- ABOUT THIS EXERCISE -
There is a line below that contains "If you could pin the eyebrow". Please reproduce it and all following lines exactly, through the final one.

- RECORDS -

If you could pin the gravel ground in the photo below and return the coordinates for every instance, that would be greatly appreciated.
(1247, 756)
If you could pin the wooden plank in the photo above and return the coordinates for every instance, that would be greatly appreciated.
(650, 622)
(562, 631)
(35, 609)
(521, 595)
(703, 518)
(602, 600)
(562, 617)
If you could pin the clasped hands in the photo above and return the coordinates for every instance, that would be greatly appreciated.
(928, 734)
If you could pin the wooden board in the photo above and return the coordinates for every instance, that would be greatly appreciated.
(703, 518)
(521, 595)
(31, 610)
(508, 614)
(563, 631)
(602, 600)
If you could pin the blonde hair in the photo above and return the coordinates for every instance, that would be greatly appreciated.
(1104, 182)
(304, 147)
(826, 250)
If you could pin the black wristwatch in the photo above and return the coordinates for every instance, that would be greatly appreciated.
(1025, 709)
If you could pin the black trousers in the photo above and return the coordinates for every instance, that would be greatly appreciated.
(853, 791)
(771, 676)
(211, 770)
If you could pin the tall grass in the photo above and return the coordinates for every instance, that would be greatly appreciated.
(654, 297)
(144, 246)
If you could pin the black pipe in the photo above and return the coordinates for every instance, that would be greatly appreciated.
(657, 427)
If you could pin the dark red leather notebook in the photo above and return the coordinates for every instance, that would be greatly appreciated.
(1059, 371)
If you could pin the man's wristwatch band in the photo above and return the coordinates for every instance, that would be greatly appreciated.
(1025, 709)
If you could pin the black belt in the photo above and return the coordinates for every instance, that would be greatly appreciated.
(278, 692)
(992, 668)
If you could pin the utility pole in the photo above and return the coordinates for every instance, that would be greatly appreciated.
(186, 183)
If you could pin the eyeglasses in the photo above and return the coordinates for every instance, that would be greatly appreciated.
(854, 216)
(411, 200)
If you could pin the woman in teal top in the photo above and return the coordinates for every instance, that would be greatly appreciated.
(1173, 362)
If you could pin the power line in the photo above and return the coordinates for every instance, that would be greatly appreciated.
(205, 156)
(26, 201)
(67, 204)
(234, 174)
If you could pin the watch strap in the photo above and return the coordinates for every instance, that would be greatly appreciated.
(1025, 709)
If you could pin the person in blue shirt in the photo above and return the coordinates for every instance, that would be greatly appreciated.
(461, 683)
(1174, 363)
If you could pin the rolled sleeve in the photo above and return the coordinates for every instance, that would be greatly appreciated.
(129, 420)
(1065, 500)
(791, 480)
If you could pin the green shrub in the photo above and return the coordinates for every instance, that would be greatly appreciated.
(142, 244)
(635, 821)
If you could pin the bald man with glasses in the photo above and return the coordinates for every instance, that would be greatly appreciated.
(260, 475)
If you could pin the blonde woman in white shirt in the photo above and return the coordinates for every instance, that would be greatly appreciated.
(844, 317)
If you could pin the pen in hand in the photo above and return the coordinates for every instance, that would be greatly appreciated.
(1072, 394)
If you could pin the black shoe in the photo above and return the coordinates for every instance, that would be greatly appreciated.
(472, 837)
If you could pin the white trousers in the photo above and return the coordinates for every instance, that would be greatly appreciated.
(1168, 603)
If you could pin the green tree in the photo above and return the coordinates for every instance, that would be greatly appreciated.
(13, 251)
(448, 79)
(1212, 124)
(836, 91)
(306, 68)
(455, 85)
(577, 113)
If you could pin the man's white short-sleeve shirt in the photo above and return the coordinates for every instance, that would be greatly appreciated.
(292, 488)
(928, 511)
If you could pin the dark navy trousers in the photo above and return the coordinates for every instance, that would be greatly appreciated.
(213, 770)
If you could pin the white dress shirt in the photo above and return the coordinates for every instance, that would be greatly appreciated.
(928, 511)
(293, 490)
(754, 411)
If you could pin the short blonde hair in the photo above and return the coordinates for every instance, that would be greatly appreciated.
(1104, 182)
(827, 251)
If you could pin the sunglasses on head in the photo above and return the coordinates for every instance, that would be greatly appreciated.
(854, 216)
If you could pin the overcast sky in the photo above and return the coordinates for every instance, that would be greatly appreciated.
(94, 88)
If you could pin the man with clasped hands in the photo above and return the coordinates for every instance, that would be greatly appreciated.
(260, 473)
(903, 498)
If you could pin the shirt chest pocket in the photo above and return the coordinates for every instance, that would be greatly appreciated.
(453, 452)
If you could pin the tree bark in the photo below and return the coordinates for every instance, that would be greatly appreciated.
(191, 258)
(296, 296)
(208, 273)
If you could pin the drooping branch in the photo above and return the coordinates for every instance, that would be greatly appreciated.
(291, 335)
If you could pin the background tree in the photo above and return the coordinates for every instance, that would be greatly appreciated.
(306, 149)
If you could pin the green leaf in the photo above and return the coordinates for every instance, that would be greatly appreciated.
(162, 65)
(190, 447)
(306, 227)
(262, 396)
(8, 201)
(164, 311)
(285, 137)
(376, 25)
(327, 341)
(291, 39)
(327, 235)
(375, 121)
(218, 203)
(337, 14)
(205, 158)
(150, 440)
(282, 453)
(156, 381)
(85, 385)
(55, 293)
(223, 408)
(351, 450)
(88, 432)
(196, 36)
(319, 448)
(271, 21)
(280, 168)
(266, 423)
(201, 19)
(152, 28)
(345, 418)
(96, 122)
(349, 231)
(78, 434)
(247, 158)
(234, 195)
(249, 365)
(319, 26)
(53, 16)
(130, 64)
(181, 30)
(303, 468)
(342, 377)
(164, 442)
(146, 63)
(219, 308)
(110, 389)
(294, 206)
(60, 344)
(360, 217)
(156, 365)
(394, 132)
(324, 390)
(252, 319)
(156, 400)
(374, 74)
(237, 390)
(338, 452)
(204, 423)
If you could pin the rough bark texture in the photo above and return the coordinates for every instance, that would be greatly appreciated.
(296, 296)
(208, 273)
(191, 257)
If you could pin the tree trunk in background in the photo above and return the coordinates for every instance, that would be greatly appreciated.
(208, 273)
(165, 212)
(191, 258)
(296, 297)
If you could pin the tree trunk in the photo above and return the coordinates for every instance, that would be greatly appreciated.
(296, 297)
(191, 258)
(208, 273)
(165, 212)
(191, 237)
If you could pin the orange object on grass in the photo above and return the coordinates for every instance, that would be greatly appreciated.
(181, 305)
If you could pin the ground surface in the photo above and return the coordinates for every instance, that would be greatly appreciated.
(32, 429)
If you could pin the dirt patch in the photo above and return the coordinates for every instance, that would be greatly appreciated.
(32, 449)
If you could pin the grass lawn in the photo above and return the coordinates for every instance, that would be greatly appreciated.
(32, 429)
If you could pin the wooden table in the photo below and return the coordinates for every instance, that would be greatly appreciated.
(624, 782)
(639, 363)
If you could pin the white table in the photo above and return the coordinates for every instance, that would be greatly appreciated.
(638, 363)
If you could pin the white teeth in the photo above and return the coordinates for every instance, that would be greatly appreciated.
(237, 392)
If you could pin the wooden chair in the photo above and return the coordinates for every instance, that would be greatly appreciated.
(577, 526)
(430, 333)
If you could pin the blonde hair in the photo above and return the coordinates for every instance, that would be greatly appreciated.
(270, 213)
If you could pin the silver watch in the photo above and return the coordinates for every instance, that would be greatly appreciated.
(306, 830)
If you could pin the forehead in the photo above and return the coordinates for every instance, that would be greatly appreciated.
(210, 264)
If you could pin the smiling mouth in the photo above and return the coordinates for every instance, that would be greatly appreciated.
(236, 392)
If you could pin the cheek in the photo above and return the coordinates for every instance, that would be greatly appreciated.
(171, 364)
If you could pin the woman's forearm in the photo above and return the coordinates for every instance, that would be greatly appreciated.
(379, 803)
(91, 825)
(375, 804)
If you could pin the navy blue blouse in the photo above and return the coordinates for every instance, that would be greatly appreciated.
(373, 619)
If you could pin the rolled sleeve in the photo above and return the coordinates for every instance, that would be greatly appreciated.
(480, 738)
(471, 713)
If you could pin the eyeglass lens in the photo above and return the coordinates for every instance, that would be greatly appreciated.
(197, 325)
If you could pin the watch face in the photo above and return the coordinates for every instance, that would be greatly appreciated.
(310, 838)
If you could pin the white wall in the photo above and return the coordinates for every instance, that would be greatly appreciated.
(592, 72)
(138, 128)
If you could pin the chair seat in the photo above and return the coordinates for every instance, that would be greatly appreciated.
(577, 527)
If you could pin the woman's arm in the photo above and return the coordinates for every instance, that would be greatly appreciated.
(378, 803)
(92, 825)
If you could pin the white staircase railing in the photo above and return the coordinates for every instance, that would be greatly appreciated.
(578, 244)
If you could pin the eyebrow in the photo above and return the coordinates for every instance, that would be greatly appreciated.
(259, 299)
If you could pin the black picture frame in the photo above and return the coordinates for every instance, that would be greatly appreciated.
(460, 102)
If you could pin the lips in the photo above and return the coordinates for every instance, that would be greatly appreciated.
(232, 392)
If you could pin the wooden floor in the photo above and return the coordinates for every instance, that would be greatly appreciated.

- RESULT BELOW -
If you could pin the eyebrow in the photo above and return the coordinates for every instance, that would be greatly appreciated.
(259, 299)
If you could pin the black picture frame in the photo above and return the coordinates for every instance, that would be greatly appreciated.
(460, 102)
If you could pin the lips in the photo above and return the coordinates for every instance, that would be greatly appreciated.
(232, 392)
If you could pin the wooden floor in the photo above and return the coordinates for every instance, that would be greatly appreciated.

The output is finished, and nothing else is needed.